1.1- Cass. Sez. 5^ Bevilacqua, sopra citata, ha anzitutto affermato che la norma del D.P.R. n. 115 del 2002, art. 95, immutata dal ’90, è speciale rispetto a quella di cui all’art. 483 c.p. e che l’art. 95 rinvia all’art. 79, comma 1, lett. b), c) e d), che incorpora nella fattispecie criminosa solo alcune condotte di alterazione del vero.
Queste condotte si riassumono nella falsa attestazione di avere un reddito complessivo inferiore a quello fissato dal legislatore quale soglia di ammissibilità , ovvero nella negazione o nascondimento di mutamenti significativi per esso intervenuti, ai fini della valutazione dell’eventuale superamento della stessa soglia.
Pertanto non rileva qualsiasi infedele attestazione, ma solo quelle che abbiano, quale conseguenza, l’inganno potenziale o effettivo del destinatario della dichiarazione sostitutiva (lett. c). E tra esse non rientrano quelle che occultino redditi il cui ammontare non implichi superamento del limite, che esclude il diritto all’ammissione.
Nello stesso solco si calano Cass. Sez. 5^ Salvaggio, 11.5.06 n. 21194, rv. 234207; Sez. 5^ Abrunzo, 20.12.07 n. 4467/08, rv. 238880;
Sez. 5^ Gallo, n. 12019 del 19.2.08, rv. 239126; Sez. 5^ Martorana, n. 15139 del 22.1.07, rv. 236143 e da ultimo Sez. 5^ Caprarotta, n. 38759/08. Le sentenze, accentuando la finalità dell’attestazione, affermano il falso inidoneo all’inganno, se il reddito è comunque inferiore alla soglia di ammissibilità al beneficio. Sez. 5^, 11.12.07 n. 5532/08, Goman, rv. 239099 richiama invece la categoria del falso inutile o innocuo.
1.2 – Cass. Sez. 3^, Contino, n. 28340 del 20.6.2006 (rv. 236267) ha affermato invece che, in caso di falsa attestazione, il reato si ravvisa anche se il reddito realmente percepito avrebbe ugualmente consentito l’ammissione del soggetto beneficiario al gratuito patrocinio per più ragioni.
Anzitutto, conformandosi a Sez. 1^, Mollica, n. 14403 del 25.1.01, rv. 218932, che tanto aveva affermato prima dell’entrata in vigore della L. n. 134 del 2001 con riferimento alle dichiarazioni relative alle variazioni del reddito, ha rilevato che la disciplina in materia esclude ogni discrezionalità da parte del soggetto da ammettere al beneficio.
Ha quindi rammentato che il falso, che non concerne solo la dichiarazione sostitutiva, ha ragione propria di punibilità nell’oggetto giuridico “pubblica fede”.
--
## ESERCIZI PROPOSTI
1/ Citi dal testo di riferimento il tratto che va da "Pertanto non rileva" fino a "il diritto all’ammissione.".
2/ Indichi se ciascuna affermazione concorda con il testo di riferimento, rispondendo sì o no e riportando tra virgolette le parole decisive del testo: (a) la norma dell'art. 95 del D.P.R. n. 115 del 2002 è rimasta invariata dal 1990; (b) secondo Sez. 3^ Contino, il reato è escluso se il reddito realmente percepito avrebbe comunque consentito l'ammissione al gratuito patrocinio; (c) la sentenza Goman richiama la categoria del falso inutile o innocuo.
3/ Secondo quanto rammentato da Sez. 3^ Contino nel testo di riferimento, in quale oggetto giuridico il falso trova la propria ragione di punibilità?
I record che seguono costituiscono materiale a sé stante, distinto dal testo di riferimento.
--
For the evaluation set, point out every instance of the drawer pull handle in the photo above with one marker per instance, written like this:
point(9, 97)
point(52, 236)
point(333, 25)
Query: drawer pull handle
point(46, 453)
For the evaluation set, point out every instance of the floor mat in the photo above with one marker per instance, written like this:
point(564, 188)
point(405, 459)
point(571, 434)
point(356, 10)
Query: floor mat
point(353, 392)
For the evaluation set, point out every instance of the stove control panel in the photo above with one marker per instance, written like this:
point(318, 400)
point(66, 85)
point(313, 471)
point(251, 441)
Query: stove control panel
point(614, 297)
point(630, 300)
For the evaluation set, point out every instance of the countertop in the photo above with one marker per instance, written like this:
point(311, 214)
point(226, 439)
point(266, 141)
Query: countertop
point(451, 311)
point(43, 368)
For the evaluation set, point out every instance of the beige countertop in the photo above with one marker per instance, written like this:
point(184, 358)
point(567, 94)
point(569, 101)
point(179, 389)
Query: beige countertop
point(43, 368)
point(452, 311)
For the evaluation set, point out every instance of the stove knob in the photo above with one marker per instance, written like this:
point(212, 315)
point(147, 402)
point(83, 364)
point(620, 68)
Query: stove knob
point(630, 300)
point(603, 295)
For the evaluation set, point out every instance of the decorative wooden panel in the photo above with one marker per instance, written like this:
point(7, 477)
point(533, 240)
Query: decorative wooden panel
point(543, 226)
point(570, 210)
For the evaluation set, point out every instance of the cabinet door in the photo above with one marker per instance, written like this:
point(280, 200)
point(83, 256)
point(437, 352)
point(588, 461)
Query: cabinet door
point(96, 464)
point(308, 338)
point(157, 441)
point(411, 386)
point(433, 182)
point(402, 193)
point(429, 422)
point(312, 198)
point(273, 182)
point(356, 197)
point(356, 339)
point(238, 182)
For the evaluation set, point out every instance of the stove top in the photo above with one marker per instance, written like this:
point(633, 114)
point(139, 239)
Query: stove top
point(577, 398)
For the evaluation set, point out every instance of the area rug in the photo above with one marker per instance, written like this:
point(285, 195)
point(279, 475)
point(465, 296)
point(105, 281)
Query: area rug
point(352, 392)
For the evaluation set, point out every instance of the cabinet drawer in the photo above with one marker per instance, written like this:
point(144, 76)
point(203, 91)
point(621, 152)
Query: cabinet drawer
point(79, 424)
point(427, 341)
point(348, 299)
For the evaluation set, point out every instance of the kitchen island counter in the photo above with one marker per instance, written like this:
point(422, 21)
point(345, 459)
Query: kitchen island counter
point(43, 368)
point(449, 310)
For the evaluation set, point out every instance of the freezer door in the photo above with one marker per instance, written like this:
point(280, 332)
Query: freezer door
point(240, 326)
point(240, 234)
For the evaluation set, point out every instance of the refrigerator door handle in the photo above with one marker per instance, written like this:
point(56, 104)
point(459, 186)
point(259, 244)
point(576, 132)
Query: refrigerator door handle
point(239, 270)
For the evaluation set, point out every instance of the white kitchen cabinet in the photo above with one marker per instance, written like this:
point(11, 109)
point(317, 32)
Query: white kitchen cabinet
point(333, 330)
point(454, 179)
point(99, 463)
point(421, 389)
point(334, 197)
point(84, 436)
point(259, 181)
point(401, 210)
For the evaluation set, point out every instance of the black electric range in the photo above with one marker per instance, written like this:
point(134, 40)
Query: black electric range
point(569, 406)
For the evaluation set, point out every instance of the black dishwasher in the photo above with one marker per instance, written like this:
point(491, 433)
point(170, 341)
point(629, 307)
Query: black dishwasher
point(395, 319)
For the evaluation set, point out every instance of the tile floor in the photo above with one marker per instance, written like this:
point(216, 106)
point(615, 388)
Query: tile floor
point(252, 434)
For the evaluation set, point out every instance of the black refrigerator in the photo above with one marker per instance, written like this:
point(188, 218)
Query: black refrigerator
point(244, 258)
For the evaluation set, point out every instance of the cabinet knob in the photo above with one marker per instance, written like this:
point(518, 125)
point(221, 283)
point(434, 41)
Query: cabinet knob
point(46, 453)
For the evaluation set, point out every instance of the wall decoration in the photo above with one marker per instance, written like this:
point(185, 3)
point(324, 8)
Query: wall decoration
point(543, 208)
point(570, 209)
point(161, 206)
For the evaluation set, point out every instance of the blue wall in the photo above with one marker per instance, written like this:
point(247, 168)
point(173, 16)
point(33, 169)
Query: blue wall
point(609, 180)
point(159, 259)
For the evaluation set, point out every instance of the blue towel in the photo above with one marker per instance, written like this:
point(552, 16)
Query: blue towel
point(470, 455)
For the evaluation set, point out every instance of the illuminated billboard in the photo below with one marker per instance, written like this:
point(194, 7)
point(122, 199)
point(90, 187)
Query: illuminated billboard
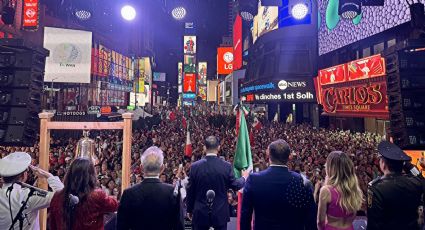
point(189, 44)
point(202, 92)
point(335, 32)
point(70, 55)
point(354, 89)
point(202, 73)
point(237, 43)
point(225, 60)
point(189, 83)
point(180, 72)
point(189, 64)
point(268, 19)
point(30, 14)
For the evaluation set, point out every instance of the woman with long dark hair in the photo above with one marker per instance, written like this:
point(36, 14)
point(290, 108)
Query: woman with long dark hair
point(80, 205)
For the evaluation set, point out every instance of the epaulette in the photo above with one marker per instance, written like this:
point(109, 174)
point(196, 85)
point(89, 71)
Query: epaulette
--
## SOLUZIONI DEGLI ESERCIZI
1/
Pertanto non rileva qualsiasi infedele attestazione, ma solo quelle che abbiano, quale conseguenza, l’inganno potenziale o effettivo del destinatario della dichiarazione sostitutiva (lett. c). E tra esse non rientrano quelle che occultino redditi il cui ammontare non implichi superamento del limite, che esclude il diritto all’ammissione.

2/
(a) Sì: «immutata dal ’90».
(b) No: «il reato si ravvisa anche se il reddito realmente percepito avrebbe ugualmente consentito l’ammissione».
(c) Sì: «richiama invece la categoria del falso inutile o innocuo».

3/ Nell'oggetto giuridico «pubblica fede».